▶ Exercise directions:
Please copy the records word for word from their start through the line containing "positive clicks: (203, 63)", including that line, and leave out the pictures.

Data entries:
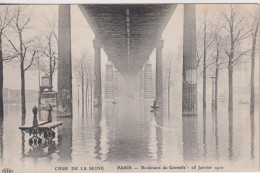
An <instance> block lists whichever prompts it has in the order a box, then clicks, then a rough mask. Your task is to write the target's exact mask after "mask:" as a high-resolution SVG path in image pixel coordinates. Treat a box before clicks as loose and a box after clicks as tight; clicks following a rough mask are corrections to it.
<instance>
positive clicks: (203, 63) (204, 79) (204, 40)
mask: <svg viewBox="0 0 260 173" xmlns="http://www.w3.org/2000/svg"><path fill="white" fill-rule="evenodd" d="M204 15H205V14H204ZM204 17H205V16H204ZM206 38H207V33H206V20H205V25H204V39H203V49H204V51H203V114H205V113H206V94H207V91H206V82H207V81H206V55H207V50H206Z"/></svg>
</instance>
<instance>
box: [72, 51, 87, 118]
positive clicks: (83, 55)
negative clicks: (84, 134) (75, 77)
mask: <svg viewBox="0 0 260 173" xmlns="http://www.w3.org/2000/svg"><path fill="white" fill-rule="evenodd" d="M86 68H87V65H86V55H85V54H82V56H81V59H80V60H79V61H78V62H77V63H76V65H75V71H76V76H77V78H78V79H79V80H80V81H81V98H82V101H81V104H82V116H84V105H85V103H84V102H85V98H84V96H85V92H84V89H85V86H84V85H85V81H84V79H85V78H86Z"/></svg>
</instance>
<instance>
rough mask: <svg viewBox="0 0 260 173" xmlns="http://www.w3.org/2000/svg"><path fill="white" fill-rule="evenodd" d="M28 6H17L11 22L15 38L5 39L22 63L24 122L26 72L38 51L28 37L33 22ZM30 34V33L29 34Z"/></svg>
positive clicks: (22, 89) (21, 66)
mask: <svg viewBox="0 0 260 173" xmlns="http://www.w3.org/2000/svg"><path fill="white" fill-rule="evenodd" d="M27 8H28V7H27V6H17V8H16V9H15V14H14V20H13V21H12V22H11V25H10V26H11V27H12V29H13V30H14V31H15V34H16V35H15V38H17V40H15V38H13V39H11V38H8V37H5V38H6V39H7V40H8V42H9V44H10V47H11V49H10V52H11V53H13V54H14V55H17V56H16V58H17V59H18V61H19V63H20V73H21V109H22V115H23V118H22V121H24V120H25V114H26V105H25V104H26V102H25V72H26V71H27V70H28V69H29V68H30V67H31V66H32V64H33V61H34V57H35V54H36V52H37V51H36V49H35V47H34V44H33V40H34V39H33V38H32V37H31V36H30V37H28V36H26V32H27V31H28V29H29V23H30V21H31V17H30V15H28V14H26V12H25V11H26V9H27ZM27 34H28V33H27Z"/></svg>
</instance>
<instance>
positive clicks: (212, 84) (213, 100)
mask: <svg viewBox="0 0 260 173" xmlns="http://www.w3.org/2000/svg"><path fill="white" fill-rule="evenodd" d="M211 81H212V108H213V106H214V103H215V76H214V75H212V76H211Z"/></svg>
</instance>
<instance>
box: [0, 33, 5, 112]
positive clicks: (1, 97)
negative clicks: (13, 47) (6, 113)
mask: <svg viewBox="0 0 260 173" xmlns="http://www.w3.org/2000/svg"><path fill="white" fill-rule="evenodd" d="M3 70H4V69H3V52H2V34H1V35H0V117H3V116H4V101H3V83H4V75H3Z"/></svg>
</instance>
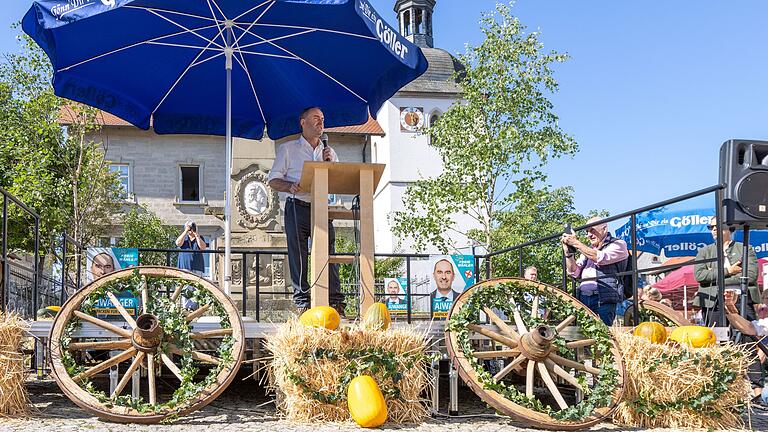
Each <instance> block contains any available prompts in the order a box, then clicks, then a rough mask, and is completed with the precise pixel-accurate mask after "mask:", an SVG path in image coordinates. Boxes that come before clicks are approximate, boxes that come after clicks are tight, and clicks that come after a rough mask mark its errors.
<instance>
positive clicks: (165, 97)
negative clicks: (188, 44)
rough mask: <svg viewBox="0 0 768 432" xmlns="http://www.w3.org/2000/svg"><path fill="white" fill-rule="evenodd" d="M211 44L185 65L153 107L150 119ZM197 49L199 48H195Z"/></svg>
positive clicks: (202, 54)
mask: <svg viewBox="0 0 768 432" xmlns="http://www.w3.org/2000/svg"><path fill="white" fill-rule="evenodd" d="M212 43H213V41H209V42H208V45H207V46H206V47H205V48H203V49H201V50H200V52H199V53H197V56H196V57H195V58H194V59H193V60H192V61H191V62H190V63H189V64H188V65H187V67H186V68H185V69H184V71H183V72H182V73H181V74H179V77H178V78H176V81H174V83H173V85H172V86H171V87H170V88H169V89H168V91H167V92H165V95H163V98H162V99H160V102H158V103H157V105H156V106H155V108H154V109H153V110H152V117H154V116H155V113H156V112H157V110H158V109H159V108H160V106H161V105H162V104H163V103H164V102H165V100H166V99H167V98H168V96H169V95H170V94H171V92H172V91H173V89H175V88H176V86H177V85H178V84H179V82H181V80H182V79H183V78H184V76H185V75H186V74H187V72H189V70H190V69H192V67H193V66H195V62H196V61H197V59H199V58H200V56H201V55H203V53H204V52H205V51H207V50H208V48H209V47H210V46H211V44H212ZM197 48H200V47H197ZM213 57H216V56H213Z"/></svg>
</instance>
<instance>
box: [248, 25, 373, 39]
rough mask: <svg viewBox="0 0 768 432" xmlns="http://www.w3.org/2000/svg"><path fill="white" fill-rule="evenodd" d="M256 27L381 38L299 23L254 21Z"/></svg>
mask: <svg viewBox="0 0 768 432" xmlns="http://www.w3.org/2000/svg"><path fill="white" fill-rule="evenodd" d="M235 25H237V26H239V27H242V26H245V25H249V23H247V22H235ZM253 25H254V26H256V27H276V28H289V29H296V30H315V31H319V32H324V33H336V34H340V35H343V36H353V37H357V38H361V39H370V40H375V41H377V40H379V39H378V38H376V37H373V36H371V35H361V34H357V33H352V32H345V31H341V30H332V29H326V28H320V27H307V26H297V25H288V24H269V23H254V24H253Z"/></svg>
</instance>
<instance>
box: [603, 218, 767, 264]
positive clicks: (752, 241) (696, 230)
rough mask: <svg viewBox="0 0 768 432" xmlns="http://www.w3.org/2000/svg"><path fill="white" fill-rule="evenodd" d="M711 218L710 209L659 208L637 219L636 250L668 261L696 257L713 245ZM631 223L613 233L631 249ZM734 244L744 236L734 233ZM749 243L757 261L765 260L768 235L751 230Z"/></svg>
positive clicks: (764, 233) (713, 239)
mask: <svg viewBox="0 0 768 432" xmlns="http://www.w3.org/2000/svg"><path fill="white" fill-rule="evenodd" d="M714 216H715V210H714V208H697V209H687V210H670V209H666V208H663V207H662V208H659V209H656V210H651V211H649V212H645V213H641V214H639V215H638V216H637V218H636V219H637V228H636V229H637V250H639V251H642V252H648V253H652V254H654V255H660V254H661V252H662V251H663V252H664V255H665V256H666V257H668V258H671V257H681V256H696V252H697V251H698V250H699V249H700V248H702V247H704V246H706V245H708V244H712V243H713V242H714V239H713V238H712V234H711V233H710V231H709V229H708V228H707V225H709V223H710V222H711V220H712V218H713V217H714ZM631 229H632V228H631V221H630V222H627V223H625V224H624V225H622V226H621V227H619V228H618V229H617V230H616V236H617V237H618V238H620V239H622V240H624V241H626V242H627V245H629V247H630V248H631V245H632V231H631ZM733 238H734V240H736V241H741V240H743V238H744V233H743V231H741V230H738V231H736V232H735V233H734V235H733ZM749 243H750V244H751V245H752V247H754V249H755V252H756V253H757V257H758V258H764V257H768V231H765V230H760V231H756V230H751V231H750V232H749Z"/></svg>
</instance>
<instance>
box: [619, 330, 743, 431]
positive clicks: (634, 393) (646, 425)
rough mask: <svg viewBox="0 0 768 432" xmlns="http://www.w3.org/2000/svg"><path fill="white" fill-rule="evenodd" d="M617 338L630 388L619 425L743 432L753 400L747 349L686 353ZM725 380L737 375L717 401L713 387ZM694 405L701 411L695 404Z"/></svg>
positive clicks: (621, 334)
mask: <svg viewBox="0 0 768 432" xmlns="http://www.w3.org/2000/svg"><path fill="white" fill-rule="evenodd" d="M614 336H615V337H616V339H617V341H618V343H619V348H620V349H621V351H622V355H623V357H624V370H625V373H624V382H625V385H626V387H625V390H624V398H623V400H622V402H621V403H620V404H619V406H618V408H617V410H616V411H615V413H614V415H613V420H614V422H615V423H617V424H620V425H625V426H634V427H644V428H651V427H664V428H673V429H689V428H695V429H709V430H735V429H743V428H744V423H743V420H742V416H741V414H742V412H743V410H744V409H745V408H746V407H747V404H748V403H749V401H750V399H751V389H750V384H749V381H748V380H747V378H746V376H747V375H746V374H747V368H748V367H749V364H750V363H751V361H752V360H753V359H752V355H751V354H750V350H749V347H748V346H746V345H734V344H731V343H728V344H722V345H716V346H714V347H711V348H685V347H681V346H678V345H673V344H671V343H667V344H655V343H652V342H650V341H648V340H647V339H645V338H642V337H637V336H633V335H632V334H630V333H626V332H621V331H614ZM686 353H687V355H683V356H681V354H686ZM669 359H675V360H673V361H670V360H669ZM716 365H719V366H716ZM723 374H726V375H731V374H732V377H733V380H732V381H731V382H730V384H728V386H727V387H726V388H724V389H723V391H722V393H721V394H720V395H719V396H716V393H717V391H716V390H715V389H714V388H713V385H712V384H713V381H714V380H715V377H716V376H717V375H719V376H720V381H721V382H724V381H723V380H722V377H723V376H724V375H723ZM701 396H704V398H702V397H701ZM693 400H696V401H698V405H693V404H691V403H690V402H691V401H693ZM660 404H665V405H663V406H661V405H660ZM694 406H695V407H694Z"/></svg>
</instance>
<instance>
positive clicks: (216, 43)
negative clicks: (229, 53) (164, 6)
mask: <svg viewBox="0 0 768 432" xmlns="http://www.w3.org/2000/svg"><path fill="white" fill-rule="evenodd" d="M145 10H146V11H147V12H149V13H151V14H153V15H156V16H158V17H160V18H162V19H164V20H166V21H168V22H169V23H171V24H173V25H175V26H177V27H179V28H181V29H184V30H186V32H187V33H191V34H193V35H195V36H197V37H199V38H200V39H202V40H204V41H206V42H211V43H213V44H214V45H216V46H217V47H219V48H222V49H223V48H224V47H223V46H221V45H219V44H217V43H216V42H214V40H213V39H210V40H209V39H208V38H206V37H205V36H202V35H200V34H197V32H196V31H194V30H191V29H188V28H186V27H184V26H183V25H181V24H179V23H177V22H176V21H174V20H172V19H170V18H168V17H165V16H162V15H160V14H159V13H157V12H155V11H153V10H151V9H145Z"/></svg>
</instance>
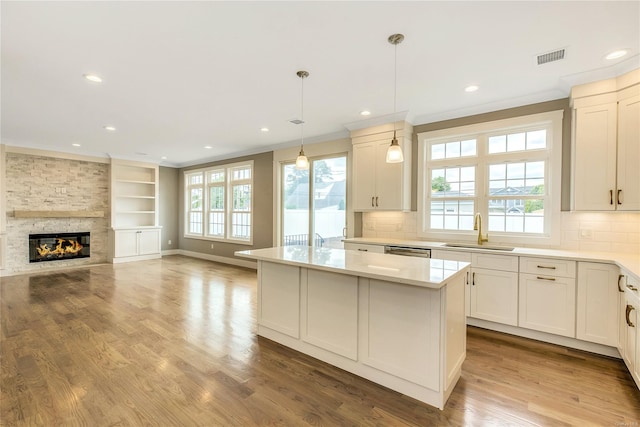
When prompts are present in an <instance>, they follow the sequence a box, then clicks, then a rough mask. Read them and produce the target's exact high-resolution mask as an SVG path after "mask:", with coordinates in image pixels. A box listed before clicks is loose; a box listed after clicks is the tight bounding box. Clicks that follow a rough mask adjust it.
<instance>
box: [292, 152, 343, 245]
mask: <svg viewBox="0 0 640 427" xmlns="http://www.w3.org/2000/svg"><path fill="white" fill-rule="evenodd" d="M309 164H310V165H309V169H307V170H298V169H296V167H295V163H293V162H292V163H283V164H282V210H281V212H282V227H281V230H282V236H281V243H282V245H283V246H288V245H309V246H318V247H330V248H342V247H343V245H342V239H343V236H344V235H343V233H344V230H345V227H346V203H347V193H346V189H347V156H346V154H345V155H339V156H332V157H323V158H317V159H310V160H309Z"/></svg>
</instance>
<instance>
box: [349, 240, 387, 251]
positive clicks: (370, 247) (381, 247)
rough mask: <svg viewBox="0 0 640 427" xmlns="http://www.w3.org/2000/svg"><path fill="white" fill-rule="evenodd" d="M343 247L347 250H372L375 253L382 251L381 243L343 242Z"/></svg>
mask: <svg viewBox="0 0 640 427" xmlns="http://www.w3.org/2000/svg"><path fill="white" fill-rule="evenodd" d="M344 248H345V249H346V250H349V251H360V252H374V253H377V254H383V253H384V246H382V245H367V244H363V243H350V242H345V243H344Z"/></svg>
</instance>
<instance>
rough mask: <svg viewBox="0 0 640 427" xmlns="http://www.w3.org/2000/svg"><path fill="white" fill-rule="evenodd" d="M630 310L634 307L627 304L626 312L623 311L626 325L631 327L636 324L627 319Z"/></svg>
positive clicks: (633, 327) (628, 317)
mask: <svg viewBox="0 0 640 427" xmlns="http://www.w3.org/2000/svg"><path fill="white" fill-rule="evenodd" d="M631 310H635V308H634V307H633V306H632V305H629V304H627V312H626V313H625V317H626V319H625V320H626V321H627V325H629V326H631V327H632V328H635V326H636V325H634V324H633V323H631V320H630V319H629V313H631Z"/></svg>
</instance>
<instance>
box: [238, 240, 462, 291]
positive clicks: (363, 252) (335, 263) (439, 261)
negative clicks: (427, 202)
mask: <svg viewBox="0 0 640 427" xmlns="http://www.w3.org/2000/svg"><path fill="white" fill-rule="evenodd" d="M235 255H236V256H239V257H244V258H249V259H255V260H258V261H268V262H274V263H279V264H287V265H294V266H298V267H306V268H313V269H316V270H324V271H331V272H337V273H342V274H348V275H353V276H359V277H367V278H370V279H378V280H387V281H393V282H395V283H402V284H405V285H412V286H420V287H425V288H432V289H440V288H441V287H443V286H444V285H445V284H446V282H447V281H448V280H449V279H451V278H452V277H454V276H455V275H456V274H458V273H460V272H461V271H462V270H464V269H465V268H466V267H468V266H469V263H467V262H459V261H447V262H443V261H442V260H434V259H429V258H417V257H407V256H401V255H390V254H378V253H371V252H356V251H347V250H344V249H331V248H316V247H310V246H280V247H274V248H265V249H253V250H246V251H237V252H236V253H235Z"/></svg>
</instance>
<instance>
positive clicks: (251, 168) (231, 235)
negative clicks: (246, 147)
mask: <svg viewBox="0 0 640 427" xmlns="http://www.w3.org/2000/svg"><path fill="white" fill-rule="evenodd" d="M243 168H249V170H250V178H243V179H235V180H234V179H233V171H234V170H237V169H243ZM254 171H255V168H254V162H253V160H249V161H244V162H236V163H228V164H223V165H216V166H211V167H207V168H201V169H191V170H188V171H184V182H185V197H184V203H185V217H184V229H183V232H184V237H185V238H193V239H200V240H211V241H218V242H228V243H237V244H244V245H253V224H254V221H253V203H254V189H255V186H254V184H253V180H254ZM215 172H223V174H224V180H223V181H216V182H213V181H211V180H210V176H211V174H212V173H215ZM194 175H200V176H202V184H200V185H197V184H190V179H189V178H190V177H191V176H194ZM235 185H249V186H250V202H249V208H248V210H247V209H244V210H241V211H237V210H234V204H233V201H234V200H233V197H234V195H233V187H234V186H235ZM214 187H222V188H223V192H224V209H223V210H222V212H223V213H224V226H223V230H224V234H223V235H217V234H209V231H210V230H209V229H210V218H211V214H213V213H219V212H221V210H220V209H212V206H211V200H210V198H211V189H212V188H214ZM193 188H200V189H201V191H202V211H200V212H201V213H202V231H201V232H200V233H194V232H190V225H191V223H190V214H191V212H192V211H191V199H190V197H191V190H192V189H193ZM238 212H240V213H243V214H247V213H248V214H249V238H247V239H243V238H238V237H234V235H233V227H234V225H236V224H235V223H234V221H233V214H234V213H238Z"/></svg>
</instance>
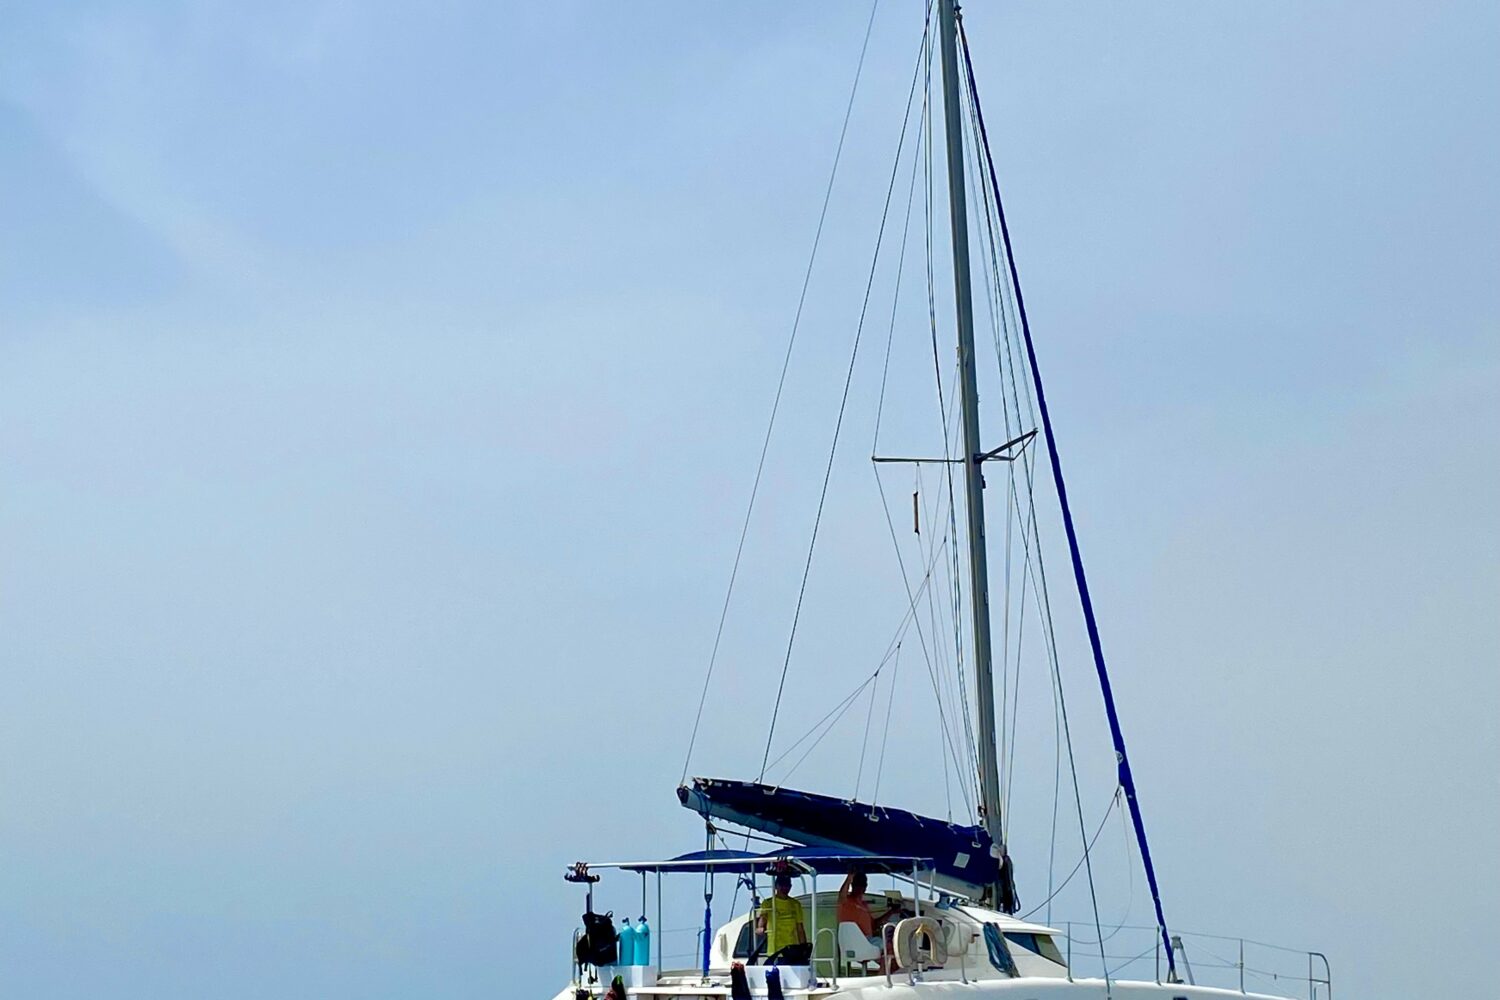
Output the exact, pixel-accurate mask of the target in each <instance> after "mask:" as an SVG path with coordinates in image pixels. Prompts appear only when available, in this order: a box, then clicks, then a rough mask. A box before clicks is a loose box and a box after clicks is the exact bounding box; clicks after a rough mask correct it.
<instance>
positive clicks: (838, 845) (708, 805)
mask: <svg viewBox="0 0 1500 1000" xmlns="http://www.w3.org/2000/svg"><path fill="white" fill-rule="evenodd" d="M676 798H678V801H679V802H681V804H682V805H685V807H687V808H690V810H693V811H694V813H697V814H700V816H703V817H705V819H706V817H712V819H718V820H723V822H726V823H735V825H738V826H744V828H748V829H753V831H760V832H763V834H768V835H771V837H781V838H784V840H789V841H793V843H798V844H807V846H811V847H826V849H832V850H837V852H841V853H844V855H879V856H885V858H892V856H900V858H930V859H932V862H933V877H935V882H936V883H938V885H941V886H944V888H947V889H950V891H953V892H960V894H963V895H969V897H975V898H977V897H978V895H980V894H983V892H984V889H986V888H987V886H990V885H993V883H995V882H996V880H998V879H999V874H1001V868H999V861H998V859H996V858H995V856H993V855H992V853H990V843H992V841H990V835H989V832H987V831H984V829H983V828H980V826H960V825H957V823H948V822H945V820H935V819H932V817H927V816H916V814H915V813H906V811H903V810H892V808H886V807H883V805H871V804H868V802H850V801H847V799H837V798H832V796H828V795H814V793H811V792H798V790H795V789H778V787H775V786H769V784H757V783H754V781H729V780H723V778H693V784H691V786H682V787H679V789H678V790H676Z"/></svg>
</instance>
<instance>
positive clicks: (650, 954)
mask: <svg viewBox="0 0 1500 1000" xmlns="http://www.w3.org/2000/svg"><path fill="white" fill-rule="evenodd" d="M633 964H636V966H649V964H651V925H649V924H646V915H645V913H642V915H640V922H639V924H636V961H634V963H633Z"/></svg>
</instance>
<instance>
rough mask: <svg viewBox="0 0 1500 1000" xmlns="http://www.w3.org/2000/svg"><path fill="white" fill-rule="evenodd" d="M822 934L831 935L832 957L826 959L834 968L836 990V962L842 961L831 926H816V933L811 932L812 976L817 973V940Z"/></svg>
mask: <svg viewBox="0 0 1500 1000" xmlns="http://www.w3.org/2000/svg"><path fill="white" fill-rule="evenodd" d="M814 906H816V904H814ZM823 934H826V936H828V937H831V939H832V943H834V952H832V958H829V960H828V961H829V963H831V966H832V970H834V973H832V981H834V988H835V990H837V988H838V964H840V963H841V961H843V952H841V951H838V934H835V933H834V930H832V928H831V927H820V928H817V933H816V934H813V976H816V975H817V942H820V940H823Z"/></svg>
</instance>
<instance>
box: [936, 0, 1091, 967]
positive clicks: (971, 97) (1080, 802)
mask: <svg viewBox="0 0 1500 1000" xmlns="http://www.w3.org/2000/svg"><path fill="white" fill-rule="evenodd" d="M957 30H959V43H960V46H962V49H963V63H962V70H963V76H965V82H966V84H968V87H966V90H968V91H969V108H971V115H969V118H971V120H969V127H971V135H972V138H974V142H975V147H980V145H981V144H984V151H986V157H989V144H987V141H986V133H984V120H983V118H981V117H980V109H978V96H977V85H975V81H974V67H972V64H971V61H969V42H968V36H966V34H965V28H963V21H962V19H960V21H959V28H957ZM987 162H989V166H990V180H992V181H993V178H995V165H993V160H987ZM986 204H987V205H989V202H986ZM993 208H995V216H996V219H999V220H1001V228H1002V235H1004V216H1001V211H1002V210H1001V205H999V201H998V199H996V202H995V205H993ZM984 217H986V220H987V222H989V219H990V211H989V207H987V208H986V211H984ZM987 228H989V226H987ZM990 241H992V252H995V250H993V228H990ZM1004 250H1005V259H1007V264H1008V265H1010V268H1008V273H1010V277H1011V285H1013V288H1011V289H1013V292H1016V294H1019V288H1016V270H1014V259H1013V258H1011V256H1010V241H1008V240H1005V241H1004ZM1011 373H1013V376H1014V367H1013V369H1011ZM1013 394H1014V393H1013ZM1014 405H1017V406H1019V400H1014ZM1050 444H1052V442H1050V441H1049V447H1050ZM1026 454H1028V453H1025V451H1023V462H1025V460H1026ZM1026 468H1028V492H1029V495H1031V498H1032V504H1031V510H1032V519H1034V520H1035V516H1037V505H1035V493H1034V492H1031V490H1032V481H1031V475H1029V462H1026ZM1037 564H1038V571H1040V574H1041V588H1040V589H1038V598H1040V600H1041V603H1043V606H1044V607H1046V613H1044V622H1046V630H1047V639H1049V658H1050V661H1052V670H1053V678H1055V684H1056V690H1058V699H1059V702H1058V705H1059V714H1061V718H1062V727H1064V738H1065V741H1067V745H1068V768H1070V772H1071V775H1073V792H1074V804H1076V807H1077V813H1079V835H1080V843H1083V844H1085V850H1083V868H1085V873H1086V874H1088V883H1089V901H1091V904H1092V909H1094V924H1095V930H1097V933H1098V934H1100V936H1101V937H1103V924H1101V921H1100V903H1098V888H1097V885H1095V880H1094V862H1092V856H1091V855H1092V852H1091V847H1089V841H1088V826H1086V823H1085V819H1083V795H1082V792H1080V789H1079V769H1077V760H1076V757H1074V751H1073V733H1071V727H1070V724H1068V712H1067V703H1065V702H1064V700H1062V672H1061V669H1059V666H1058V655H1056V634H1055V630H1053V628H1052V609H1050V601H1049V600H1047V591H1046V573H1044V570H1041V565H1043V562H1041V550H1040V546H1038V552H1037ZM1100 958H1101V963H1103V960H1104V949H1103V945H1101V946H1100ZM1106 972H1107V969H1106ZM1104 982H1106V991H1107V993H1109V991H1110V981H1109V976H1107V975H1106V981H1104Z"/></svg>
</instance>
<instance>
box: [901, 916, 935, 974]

▶ Answer to the exercise:
An <instance> block lists whichever prompts it has in the order a box, then clicks, then a rough mask. Your task is to write the target's exact mask after "mask:" as a high-resolution SVG path in image pixel coordinates. Treat a box before clicks as loose and a box after clicks as tight; clicks following a rough mask are corrections to it.
<instance>
positive clicks: (203, 63) (204, 79) (204, 40)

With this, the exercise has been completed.